> TASK INSTRUCTIONS
Begin at the line that has "Reviewer note: confirm that every instance of the raised" and stop after the last of the rows below. Copy out every one of those lines, requests included, adding -8 to each x and y coordinate in the answers and leaving the numbers inside the requests as they are.

++++++++++++++++++++

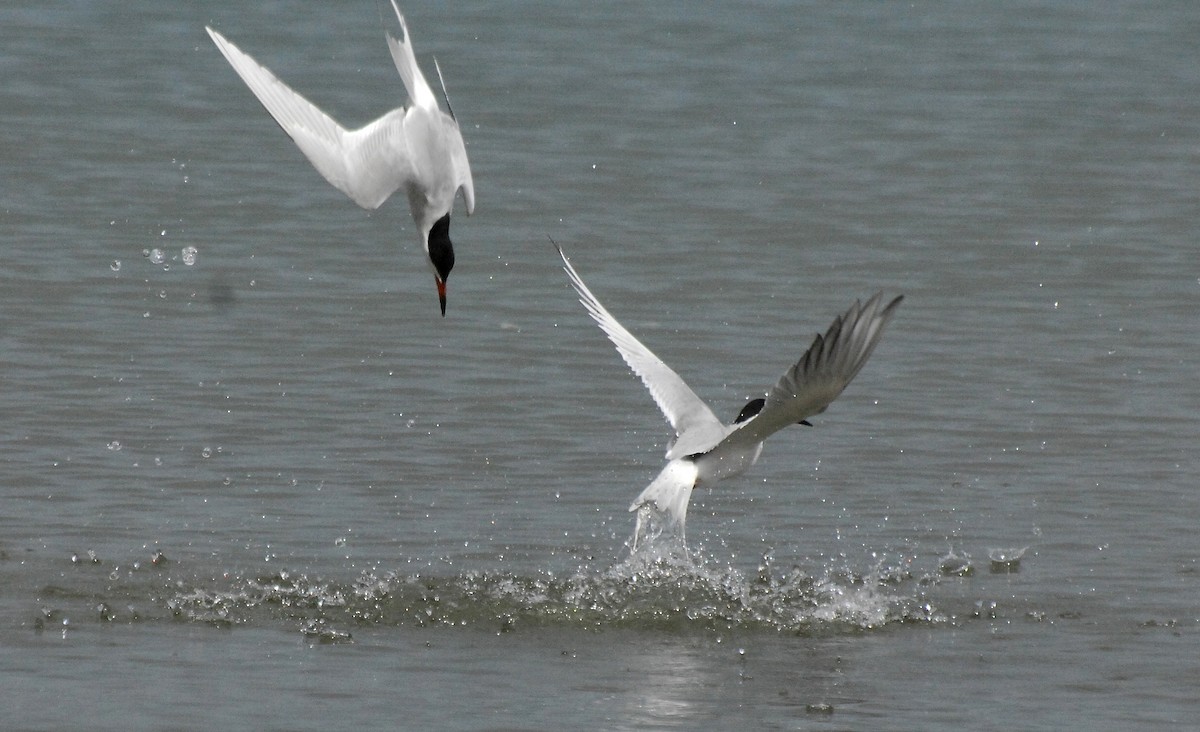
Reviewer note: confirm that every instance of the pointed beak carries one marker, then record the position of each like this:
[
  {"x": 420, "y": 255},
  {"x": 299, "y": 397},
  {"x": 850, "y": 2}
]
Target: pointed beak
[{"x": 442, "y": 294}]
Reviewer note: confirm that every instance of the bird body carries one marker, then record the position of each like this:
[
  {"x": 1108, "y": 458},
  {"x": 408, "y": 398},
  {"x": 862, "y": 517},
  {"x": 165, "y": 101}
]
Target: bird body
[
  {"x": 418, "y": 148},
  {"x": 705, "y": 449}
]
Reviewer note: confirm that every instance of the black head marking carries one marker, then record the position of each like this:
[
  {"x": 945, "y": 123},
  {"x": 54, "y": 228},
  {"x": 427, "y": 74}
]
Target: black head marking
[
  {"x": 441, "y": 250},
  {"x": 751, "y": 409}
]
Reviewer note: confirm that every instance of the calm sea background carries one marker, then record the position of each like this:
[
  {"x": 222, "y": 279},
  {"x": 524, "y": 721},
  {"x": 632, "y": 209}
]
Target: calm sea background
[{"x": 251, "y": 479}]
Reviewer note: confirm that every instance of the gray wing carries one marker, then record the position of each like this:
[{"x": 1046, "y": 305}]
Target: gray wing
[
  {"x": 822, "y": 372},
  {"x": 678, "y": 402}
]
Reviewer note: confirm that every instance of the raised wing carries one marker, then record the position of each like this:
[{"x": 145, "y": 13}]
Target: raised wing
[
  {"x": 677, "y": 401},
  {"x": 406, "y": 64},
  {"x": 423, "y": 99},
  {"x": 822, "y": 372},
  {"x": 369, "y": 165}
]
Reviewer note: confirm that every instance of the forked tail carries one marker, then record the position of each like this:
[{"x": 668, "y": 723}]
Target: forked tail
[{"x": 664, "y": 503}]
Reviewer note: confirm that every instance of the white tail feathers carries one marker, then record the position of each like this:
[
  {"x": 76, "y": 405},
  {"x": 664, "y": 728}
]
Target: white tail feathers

++++++++++++++++++++

> ANSWER BELOW
Reviewer note: confirm that every instance of the raised wing carries one marker, then record the position of each like this:
[{"x": 145, "y": 13}]
Target: raised wing
[
  {"x": 669, "y": 393},
  {"x": 398, "y": 56},
  {"x": 415, "y": 91},
  {"x": 814, "y": 364},
  {"x": 361, "y": 157}
]
Reviewer note: confirm that every instance of the forked tail carries one marker, then record the position of each like this:
[{"x": 668, "y": 723}]
Target: forked tail
[{"x": 656, "y": 495}]
Reviewer note: confirm that every instance of the white tail feathers carries one marker, then record the position of each like this:
[
  {"x": 76, "y": 405},
  {"x": 664, "y": 728}
]
Target: white tail feathers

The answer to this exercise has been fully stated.